Overall the 68000 is a good processor with a large instruction set. It was originally planned for use in minicomputers, not personal computers. It is somewhat ironic, therefore, that the last mass application of this processor was found in the second half of the 90's in calculators and pocket computers. However it is for the 68000 that the development of workstations by Sun, Apollo, HP, Silicon Graphics and later NeXT began. Apple, which made the workstation-class Lisa computer, could also be added to this list. The 68000 was used in many of the now legendary personal computers: the first Apple Macintosh computers that were produced before the mid-90s, the first Commodore Amiga multimedia computers, and in relatively inexpensive and high-quality Atari ST computers. The 68000 was also used in relatively inexpensive computers working with Unix variants, in particular in the rather popular Tandy 16B. It is also worth mentioning the fast and inexpensive Sage computers which for some time were the fastest personal computers in the world – their development was very dramatic. Interestingly IBM simultaneously led the development of the PC and the System 9000 computer based on the 68000, which was released less than a year after the PC.

The Apple Lisa – it's strange that the first 68000-based Apple computers (the Lisa and Macintosh) had black-and-white graphics, whereas the eight-bit Apple II computers had colors

This is a famous demo for the Amiga 1000, such graphics in 1985 seemed incredible fantasy. This is an image in GIF format, which allows you to show only 256 colors out of 4096 displayed by the real Amiga – other formats for full-color animated graphics have still not been well supported

The 68010 appeared clearly belatedly only in 1982 at the same time when Intel released the 80286, which put personal computers on the same level as mini-computers. The 68010 is pin-compatible with the 68000 but the system of its instructions is slightly different, so the replacement of the 68000 by 68010 has not become popular. This incompatibility was caused by a far-fetched reason to bring the 68000 into more correspondence with the ideal theory of virtualization. Another almost useless innovation was the ability to relocate the interrupt vector table. The 68010 is only slightly no more than 10% faster than the 68000. In the 68010, a bug was finally fixed that prevented the use of virtual memory. Obviously the 68010 was badly losing to the 80286 and was even weaker than the 80186 that appeared in the same year. Like the 80186 the 68010 almost never found a use in personal computers.

The 68008 was also released in 1982 probably with a hope of repeating the success of the 8088. It's the 68000 but with an 8-bit data bus which allowed it to be used in cheaper systems. But the 68008 like the 68000 does not have an instruction queue which makes it about 50% slower than the 68000. Thus the 68008 may even be a little slower than the 8088, which is only about 20% slower than the 8086 due to the presence of the instruction queue. IBM offered to make the Motorola 68008 by 1980, but then were refused, although it would have cost, according to Motorola employees, the work of one employee for less than a month. If the refusal had not occurred, it was possible that IBM would have chosen the 68008 for the IBM PC.

» **Data shown**:
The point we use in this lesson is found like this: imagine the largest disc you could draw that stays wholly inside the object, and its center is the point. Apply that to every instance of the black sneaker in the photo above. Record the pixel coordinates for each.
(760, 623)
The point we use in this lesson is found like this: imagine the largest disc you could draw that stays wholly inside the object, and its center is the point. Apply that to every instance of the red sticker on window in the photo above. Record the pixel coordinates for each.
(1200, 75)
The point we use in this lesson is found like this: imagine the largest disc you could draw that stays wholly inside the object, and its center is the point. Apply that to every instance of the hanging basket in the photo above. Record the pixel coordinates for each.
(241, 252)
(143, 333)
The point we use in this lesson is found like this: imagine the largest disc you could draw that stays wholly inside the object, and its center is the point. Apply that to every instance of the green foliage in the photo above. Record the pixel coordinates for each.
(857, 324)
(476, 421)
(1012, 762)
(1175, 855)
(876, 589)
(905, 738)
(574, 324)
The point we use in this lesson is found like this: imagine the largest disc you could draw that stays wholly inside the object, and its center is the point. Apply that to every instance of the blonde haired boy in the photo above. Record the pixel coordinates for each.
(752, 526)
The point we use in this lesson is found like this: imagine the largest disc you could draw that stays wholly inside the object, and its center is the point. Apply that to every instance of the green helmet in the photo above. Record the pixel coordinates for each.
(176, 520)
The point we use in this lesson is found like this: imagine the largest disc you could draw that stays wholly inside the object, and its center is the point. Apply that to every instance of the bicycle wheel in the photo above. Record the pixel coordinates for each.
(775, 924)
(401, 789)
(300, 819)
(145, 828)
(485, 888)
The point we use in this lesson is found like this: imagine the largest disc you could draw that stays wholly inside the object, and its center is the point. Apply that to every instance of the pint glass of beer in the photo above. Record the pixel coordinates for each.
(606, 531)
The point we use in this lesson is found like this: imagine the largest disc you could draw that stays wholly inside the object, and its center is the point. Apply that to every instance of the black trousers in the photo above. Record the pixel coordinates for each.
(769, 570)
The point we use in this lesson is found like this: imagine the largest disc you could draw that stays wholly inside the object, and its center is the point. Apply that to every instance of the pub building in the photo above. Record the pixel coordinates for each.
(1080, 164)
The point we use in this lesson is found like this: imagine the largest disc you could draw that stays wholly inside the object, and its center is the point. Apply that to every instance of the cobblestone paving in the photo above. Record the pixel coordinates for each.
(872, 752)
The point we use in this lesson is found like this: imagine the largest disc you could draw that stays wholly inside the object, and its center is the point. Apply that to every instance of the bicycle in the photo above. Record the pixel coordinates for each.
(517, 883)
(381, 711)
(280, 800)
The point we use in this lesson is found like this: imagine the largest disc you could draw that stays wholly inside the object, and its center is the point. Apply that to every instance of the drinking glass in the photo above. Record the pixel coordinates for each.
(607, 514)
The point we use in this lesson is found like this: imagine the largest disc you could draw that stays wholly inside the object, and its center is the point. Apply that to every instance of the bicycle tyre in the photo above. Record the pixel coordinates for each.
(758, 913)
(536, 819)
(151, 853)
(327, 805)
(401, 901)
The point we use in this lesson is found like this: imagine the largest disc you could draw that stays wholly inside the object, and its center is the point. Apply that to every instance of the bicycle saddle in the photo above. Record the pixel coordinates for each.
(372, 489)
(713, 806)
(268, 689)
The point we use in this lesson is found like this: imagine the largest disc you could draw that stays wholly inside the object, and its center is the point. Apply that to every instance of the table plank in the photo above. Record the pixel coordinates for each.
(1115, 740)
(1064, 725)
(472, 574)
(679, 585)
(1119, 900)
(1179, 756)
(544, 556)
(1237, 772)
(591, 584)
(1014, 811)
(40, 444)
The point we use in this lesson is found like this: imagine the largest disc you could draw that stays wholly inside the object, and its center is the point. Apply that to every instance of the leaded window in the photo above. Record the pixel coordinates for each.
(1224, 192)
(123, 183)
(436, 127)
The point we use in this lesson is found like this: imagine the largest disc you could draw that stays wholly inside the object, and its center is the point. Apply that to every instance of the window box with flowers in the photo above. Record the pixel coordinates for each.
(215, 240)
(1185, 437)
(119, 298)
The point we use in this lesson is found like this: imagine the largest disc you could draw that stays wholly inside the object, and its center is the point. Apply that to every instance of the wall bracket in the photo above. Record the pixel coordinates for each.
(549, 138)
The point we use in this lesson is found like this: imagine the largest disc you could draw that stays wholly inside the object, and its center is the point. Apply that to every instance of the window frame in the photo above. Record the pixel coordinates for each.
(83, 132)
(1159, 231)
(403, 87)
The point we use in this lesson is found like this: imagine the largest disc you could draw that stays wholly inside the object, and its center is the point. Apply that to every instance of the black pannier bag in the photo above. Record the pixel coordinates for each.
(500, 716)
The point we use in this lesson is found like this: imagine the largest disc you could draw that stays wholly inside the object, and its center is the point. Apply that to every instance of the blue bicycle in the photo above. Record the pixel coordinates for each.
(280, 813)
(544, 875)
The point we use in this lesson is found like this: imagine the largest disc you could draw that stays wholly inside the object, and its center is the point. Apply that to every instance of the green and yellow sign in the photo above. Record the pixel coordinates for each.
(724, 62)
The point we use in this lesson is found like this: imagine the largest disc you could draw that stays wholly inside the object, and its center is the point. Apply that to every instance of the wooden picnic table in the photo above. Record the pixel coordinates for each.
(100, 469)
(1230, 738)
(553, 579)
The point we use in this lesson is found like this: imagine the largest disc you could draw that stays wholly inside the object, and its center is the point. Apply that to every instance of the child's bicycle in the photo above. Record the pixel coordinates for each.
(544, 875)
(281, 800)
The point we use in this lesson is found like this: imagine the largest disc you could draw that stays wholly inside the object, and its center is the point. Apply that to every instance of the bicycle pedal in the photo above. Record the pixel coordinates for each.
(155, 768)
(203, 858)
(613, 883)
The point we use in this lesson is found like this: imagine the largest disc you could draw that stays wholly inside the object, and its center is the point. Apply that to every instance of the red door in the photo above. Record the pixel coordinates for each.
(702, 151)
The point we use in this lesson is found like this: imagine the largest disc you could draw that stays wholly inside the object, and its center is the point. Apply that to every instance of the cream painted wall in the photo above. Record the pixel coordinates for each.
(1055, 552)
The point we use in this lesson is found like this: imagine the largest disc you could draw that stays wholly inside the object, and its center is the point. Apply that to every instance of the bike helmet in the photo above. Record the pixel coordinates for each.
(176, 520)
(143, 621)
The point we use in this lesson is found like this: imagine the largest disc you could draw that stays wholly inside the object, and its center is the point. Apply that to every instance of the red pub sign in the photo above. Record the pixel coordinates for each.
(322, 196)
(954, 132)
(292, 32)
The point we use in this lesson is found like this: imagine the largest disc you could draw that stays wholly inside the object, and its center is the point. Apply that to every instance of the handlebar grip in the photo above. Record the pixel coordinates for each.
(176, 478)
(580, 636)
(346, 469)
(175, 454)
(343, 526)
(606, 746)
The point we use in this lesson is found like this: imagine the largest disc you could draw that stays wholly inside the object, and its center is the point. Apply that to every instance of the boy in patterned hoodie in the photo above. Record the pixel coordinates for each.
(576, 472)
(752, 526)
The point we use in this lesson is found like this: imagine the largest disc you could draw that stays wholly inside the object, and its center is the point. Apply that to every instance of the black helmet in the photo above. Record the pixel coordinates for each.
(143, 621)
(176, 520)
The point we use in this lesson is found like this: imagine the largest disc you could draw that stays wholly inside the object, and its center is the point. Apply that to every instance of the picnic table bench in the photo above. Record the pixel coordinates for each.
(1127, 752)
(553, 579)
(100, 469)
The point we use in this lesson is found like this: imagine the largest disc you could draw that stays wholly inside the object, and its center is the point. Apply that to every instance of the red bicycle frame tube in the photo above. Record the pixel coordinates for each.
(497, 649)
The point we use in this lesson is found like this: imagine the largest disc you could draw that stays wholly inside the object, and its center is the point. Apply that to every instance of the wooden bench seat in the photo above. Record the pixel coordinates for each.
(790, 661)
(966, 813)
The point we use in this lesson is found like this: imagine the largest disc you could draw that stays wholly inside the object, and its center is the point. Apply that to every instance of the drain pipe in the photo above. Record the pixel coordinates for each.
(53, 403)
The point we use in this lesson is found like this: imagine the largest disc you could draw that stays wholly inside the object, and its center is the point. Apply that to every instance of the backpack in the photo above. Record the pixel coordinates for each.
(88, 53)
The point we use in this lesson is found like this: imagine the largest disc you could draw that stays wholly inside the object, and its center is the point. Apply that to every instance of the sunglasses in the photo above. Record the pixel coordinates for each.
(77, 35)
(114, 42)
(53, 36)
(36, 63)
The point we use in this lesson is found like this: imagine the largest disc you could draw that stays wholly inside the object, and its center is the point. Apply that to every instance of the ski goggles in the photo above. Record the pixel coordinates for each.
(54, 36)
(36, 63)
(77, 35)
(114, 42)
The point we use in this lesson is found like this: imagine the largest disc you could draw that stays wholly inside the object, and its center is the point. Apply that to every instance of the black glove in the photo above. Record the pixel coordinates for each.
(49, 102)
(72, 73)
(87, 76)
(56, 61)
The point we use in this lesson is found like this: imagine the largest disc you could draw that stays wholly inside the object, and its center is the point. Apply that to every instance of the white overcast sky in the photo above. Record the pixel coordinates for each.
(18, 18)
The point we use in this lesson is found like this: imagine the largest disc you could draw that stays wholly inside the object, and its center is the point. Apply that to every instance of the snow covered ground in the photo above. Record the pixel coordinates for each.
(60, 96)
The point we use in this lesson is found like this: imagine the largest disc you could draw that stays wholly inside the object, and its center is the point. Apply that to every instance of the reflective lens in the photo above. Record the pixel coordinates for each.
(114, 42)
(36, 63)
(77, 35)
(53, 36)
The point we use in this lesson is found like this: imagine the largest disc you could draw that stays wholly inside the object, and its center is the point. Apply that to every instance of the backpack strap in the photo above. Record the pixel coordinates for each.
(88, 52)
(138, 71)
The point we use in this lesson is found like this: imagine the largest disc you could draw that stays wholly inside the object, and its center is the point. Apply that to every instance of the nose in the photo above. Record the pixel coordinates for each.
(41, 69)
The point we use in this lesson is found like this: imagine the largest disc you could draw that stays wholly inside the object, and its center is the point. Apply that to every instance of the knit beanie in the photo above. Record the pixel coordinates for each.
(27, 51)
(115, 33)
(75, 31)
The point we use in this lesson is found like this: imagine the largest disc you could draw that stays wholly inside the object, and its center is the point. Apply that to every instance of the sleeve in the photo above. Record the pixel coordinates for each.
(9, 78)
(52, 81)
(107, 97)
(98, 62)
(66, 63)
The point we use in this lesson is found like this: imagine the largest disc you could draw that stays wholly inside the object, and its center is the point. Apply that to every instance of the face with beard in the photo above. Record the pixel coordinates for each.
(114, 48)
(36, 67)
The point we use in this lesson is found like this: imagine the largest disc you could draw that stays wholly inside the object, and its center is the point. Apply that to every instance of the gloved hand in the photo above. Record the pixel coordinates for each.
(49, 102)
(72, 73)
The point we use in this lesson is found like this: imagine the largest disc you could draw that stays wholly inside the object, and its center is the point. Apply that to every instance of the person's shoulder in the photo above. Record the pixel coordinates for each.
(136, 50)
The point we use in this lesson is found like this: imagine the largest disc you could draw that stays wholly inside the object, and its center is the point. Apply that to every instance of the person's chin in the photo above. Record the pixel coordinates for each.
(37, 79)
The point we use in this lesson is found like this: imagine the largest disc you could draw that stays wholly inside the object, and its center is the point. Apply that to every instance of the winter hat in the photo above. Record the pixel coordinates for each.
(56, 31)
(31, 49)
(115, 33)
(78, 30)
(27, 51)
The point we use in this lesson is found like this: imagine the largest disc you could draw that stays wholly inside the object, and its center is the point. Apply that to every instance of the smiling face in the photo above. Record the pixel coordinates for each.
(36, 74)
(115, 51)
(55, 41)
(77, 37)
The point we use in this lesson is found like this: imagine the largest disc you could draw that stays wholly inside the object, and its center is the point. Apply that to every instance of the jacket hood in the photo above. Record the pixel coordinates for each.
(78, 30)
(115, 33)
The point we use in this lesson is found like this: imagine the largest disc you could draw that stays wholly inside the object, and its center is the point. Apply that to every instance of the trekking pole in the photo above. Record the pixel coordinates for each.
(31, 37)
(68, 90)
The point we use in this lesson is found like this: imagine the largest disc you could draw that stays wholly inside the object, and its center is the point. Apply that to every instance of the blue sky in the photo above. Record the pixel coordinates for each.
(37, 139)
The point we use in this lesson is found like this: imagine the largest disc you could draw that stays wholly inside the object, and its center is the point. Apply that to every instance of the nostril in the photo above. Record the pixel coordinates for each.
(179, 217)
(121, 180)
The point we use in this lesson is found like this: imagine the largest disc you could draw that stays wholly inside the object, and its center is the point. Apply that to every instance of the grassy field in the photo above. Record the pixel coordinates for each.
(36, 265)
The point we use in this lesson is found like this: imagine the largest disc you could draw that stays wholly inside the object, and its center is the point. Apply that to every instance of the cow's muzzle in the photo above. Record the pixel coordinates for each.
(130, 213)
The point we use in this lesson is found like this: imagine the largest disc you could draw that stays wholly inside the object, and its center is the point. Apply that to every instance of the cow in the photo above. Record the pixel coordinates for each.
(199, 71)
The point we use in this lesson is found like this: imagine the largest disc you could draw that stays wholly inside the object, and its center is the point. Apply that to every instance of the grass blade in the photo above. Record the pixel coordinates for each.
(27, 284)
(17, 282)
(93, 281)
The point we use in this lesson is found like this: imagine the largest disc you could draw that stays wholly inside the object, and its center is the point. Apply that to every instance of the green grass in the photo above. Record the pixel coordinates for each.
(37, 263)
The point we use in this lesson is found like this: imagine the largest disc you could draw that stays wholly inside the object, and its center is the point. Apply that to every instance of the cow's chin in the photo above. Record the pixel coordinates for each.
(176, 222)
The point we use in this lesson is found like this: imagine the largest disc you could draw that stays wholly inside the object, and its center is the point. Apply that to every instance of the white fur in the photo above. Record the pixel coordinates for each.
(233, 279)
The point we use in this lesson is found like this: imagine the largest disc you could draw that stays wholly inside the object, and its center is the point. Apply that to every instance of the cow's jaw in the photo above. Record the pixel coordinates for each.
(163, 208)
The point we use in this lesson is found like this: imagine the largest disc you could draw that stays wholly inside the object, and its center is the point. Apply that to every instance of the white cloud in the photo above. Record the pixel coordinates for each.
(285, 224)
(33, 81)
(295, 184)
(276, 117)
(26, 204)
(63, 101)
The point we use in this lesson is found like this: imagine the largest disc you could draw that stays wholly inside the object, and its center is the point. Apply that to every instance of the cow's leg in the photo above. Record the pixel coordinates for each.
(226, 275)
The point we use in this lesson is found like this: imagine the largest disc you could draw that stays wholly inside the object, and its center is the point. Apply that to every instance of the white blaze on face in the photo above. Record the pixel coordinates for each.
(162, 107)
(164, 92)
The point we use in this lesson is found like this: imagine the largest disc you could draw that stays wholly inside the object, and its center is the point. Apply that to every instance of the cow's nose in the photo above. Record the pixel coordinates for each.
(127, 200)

» **Required tasks**:
[A] Answer these questions from the passage on the Motorola 68000 processors:
(i) Which IBM computer based on the 68000 was released less than a year after the PC?
(ii) Which bug was finally fixed in the 68010?
(iii) How wide is the data bus of the 68008?
[B] Write the next part of the passage on the Motorola 68000 processors, starting after its final sentence.
The records are separate material and stand apart from the text.

» **Task answers**:
[A]
(i) The System 9000.
(ii) A bug that prevented the use of virtual memory.
(iii) 8 bits.

[B]
Based on the 68008 Sir Clive Sinclair made the Sinclair QL, a very interesting computer that because of the lower price could compete with the Atari ST and similar computers. But Clive in parallel and clearly prematurely began to invest a lot in the development of electric vehicles leaving the QL (Quantum Leap) rather as a secondary task, that in the presence of some unsuccessful constructive decisions led the computer and the whole company to premature closure. The company became part of Amstrad, which refused to produce QL.

It would be interesting to calculate the bit index for the 68000, which seems to me clearly higher than 16 although maybe it is not higher than 24.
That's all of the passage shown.